(PROBLEM TO SOLVE): Bring together every line in the data that includes "sand".

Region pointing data
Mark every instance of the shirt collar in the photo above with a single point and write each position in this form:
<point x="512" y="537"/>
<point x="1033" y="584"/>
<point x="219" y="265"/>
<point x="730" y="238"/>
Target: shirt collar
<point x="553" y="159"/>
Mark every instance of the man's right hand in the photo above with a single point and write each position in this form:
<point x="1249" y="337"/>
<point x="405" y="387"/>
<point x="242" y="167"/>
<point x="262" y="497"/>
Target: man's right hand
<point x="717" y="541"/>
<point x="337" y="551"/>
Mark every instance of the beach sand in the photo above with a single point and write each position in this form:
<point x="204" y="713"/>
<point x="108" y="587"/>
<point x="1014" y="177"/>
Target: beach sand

(TASK OUTPUT):
Mark every instance of the beach sand in the photo above with a single point and write each position in this form:
Target: beach sand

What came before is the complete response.